[What to produce] Reproduce exactly the lines from the one containing "Find the small" through the last line of the records below, both included, and nothing else.

#### Data listing ####

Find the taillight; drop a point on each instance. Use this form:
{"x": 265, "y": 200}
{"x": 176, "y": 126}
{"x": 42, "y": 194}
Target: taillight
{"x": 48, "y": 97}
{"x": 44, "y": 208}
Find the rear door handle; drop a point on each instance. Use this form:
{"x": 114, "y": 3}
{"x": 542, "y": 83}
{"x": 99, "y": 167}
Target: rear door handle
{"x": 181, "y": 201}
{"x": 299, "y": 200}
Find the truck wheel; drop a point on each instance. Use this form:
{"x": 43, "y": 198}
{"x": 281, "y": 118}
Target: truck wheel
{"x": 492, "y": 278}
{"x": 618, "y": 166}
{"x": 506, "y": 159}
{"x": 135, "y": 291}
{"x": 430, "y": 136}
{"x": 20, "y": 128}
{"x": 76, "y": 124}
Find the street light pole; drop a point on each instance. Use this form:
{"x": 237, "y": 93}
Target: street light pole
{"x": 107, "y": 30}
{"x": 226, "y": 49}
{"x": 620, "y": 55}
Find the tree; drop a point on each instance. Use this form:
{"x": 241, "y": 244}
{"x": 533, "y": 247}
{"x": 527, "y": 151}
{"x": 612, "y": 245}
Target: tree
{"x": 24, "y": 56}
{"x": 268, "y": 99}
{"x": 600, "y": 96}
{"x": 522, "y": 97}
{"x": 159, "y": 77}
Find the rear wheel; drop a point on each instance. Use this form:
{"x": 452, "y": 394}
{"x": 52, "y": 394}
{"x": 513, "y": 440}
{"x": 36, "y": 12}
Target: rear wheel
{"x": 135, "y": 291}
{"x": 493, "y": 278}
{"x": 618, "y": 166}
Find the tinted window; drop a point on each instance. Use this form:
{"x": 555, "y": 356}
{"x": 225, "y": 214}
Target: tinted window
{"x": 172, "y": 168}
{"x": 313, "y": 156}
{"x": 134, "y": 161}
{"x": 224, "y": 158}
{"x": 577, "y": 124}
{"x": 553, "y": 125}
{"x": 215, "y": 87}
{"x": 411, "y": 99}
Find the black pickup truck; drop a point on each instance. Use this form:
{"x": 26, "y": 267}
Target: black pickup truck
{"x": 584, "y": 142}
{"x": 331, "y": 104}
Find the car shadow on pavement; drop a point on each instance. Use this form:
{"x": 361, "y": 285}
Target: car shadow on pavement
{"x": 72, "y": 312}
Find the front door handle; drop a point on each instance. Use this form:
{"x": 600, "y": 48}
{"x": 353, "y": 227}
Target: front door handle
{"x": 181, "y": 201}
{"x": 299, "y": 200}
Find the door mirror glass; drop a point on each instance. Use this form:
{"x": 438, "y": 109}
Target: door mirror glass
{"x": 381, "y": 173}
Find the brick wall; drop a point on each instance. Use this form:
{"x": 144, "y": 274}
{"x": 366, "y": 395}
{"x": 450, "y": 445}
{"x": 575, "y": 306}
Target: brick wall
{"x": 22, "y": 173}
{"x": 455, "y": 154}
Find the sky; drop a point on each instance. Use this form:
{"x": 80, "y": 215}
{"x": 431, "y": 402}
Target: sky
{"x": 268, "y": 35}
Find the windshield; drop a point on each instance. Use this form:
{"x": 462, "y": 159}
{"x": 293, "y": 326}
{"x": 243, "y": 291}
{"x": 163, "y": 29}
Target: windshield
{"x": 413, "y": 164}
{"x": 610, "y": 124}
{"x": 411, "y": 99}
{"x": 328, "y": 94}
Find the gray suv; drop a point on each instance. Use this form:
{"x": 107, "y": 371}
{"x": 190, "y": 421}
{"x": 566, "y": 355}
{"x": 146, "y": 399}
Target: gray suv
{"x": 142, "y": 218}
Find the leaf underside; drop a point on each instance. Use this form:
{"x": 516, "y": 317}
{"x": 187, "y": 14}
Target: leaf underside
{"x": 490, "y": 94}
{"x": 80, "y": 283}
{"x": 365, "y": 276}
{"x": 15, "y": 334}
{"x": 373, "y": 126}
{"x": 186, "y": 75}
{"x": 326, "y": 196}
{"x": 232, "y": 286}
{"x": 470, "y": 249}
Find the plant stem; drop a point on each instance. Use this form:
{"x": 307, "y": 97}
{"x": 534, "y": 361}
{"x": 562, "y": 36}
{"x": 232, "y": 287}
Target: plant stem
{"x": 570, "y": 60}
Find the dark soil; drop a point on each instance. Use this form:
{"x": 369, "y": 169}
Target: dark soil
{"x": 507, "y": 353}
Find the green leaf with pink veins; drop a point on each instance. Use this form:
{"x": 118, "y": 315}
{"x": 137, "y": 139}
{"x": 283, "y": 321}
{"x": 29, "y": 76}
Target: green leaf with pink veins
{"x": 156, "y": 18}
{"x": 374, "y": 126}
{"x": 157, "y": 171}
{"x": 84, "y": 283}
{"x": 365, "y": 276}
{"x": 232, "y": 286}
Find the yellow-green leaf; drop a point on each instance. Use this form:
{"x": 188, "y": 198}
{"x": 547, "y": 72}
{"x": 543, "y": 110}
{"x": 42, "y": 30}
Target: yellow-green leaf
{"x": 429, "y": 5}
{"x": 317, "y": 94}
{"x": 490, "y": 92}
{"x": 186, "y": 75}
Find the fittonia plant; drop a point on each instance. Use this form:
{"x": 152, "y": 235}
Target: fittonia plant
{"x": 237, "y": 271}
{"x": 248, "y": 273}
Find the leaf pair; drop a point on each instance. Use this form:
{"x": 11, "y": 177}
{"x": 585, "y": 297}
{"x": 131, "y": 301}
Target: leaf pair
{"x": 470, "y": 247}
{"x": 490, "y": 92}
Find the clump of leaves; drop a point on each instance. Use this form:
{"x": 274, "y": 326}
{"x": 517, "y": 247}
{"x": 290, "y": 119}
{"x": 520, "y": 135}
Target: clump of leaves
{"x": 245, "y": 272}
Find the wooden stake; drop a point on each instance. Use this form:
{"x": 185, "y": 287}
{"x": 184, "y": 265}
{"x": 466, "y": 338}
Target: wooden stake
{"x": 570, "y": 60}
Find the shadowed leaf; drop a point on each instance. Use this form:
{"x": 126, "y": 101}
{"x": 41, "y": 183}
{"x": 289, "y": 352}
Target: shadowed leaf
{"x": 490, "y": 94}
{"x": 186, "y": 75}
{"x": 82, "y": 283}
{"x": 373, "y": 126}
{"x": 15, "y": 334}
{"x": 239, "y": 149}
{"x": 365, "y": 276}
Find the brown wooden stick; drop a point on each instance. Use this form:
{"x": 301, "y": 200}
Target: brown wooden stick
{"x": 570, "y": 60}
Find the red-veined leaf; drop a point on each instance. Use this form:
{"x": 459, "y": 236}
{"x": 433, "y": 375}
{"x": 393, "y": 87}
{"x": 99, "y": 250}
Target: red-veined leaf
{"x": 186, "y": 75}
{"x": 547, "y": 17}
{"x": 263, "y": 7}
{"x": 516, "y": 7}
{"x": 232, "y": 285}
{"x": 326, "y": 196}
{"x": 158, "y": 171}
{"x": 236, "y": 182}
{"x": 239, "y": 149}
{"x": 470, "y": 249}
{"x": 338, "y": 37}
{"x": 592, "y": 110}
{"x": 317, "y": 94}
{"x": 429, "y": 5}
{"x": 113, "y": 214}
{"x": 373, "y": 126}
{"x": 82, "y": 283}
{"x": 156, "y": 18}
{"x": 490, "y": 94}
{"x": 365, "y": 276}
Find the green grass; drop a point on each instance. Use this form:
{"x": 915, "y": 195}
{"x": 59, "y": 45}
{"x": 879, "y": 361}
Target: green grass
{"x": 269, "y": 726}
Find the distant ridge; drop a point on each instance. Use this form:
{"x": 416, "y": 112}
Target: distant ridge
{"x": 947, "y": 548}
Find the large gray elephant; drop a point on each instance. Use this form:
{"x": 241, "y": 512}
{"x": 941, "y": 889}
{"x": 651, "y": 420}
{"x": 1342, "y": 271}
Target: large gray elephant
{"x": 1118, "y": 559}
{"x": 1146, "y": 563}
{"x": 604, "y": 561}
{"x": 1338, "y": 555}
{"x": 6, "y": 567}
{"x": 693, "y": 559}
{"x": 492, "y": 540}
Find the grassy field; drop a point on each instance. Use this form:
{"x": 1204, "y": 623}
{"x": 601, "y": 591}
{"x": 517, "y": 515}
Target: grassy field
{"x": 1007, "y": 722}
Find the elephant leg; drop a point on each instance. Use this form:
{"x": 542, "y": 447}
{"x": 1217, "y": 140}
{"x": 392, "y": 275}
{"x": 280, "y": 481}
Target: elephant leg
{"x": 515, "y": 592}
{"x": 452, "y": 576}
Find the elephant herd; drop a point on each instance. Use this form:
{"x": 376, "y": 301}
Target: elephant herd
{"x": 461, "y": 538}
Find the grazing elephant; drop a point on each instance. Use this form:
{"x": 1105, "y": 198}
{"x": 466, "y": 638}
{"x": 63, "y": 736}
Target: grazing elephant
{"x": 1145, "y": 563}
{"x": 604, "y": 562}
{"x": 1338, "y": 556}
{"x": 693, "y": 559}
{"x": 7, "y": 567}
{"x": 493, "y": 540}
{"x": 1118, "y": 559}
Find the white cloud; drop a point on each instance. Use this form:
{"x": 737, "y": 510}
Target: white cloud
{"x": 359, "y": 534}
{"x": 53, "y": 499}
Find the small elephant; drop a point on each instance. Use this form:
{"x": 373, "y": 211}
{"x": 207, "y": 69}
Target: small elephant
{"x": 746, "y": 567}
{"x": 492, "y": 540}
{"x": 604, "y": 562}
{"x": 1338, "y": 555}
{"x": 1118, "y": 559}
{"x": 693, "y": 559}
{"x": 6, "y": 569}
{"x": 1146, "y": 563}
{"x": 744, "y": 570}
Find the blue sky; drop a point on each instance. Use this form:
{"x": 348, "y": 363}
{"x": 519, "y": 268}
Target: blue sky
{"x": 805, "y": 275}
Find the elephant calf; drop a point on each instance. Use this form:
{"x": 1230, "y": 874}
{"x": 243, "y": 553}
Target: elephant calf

####

[Result of the task]
Find the small elephant; drop a point on each instance. Use this form:
{"x": 373, "y": 211}
{"x": 207, "y": 69}
Target: small elephant
{"x": 746, "y": 567}
{"x": 492, "y": 540}
{"x": 604, "y": 562}
{"x": 1338, "y": 555}
{"x": 1118, "y": 559}
{"x": 693, "y": 559}
{"x": 6, "y": 569}
{"x": 1146, "y": 563}
{"x": 744, "y": 570}
Find the blue sky; drop a point on each instance. Use this form:
{"x": 348, "y": 363}
{"x": 519, "y": 268}
Target: blue sky
{"x": 805, "y": 275}
Find the elephant calf; drop a point on each instance. Use this form:
{"x": 1230, "y": 874}
{"x": 243, "y": 553}
Target: elephant calf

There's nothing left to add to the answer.